# Brano proposto
------------

Il 9 agosto la Lega presenta una mozione di sfiducia: Salvini - come dirà poi Conte - punta ad andare velocemente alle elezioni chiedendo una rapida calendarizzazione del voto di sfiducia e - forte dei sondaggi che fino ad allora lo dipingevano sull'onda del consenso degli italiani - e andare alle elezioni.

Proprio con il voto sulla calendarizzazione della sfiducia a Conte si forma il primo nucleo della nuova maggioranza: il 13 agosto il Senato boccia la proposta del centrodestra di votare la mozione già il 14 agosto, e si fissa la data del 20 agosto per le comunicazioni di Conte a palazzo Madama. Allungando la finestra della crisi si accorciano le date utili per andare al voto visto le imminenti scadenze di Bilancio.

Il 20 agosto il premier Giuseppe Conte si presenta in Senato annunciando le proprie dimissioni. L'intervento di Conte è un atto di accusa durissimo contro Matteo Salvini cui non lesina rimproveri. 

Nel frattempo la Lega fa marcia indietro, si dice disponibile a ricompattare la maggioranza per proseguire con un governo di riforme a partire dal taglio dei parlamentari calendarizzato già a settembre. Ma l’esperienza dell’esecutivo gialloverde è giunta ufficialmente al capolinea. L'apertura formale della crisi di governo si apre con la salita di Conte al Quirinale e il primo giro di consultazioni.

------------

Voci da un insieme di annotazioni a punti:
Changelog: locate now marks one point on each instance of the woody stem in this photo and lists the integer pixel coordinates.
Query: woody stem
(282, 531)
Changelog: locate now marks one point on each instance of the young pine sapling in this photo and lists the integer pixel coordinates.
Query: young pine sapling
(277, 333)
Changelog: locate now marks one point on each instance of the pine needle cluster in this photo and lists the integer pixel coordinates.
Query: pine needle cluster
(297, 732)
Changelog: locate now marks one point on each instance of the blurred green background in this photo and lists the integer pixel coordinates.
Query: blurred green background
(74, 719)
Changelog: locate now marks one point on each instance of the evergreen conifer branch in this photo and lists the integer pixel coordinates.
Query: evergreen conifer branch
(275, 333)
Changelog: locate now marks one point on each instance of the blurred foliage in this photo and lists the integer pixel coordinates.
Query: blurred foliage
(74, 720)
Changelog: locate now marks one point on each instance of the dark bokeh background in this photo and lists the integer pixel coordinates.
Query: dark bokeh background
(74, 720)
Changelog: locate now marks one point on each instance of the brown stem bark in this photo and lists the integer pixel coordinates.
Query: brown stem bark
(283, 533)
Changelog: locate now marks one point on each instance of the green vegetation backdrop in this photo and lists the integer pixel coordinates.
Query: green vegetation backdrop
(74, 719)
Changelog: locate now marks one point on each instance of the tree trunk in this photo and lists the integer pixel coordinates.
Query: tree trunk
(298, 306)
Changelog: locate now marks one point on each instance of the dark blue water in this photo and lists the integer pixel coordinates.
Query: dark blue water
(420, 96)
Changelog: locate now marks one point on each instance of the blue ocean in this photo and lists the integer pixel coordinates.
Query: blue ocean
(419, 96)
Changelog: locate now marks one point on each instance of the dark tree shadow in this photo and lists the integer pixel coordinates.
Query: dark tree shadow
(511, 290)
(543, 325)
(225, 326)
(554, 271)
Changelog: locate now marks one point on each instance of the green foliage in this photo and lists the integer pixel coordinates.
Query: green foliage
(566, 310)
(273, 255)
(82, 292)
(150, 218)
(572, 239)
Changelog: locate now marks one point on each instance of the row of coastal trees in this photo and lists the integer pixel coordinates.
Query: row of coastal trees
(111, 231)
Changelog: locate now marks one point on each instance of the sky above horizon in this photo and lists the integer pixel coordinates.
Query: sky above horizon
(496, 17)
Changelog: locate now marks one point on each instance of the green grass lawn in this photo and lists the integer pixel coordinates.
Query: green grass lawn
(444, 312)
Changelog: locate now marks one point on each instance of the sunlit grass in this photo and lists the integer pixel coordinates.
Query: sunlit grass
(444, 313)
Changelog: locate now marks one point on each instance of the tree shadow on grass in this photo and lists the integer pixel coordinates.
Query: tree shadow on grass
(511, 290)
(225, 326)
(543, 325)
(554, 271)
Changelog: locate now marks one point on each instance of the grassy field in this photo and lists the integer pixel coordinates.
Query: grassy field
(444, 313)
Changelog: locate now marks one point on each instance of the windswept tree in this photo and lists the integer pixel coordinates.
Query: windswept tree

------------

# Esercizio
Scrivi il seguito del brano sulla crisi del governo gialloverde, ripartendo subito dopo l'ultima frase. I dati non hanno alcun legame con il brano.

# Risposta
Nel frattempo alla vigilia delle comunicazioni del premier Conte in Senato, i contatti tra Pd e M5s sono andati avanti con discrezione mentre il segretario dem Nicola Zingaretti non sposta di un millimetro il Nazareno dalla posizione ufficiale: governo "forte" o "meglio il voto". Come si vedrà poi il segretario dem dovrà poi rimangiarsi anche il suo esplicito no a un Conte bis in nome di un governo di svolta.

È tuttavia l'ex premier Matteo Renzi a rilanciare l'idea di un governo istituzionale per evitare l'aumento dell'Iva. Forte dei "suoi" 100 parlamentari può dettare la linea al Pd che così cambia diametralmente indirizzo.

Nel tempo che intercorre tra i due giri di consultazioni cade ogni veto del Pd: così giovedì 29 agosto è proprio il premier dimissionario Giuseppe Conte a salire al Quirinale per ricevere dal presidente della Repubblica Sergio Mattarella l'incarico di formare un nuovo governo: sarà il punto di partenza del Conte bis.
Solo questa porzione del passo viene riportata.